Task goal:
List each line in the rows below that contains the string "person", treating uppercase and lowercase as different.

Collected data

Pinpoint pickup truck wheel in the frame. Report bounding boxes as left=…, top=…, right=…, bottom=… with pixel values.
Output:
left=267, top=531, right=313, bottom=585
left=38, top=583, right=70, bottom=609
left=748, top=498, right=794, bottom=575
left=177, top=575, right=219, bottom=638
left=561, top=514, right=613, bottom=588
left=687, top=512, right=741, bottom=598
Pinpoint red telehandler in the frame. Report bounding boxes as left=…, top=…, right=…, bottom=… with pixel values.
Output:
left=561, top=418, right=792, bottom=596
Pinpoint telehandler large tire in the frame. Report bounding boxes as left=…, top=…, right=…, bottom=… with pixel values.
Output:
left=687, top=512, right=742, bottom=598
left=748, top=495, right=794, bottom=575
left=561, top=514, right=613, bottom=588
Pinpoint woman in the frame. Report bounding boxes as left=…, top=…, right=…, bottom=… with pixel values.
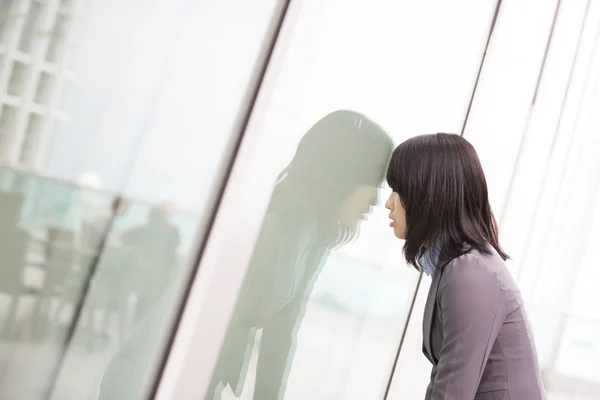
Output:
left=206, top=111, right=394, bottom=400
left=386, top=133, right=546, bottom=400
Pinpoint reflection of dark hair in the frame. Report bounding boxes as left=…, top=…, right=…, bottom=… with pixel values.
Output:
left=270, top=111, right=394, bottom=244
left=387, top=133, right=508, bottom=266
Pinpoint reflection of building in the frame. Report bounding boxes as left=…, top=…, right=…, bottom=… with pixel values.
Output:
left=0, top=0, right=78, bottom=169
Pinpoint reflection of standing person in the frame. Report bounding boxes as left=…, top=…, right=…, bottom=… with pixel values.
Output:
left=386, top=134, right=546, bottom=400
left=207, top=111, right=393, bottom=400
left=121, top=204, right=180, bottom=321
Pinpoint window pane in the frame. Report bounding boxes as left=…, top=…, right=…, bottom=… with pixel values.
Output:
left=0, top=0, right=276, bottom=399
left=196, top=0, right=495, bottom=400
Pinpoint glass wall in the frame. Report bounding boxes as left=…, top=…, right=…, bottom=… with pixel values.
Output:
left=465, top=1, right=600, bottom=400
left=164, top=0, right=502, bottom=400
left=0, top=0, right=279, bottom=399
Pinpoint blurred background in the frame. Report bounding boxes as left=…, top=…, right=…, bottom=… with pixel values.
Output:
left=0, top=0, right=600, bottom=400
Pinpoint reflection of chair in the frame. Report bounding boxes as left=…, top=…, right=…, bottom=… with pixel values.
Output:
left=33, top=227, right=80, bottom=336
left=0, top=193, right=28, bottom=334
left=80, top=220, right=128, bottom=348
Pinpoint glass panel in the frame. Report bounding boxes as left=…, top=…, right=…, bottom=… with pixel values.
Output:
left=0, top=0, right=276, bottom=400
left=199, top=0, right=495, bottom=400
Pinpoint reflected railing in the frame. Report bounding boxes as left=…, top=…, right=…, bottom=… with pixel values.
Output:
left=0, top=166, right=200, bottom=347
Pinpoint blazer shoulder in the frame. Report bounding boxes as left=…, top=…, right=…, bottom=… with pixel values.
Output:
left=440, top=248, right=521, bottom=305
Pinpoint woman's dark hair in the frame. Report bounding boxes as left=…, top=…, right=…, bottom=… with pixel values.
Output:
left=270, top=110, right=394, bottom=245
left=387, top=133, right=508, bottom=268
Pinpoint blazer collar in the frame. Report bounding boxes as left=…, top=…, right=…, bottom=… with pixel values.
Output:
left=423, top=268, right=442, bottom=365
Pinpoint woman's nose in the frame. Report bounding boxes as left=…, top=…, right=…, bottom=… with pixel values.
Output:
left=385, top=195, right=394, bottom=211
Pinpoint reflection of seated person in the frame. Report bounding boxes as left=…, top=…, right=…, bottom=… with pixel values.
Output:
left=99, top=111, right=393, bottom=400
left=0, top=193, right=29, bottom=334
left=121, top=204, right=180, bottom=318
left=206, top=111, right=393, bottom=400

Written response:
Pinpoint reflection of standing person in the frame. Report bounding boxes as left=…, top=…, right=…, bottom=… with pixel values.
Pinpoint reflection of seated person in the frame. Report bounding boxes as left=…, top=…, right=…, bottom=… with pixel values.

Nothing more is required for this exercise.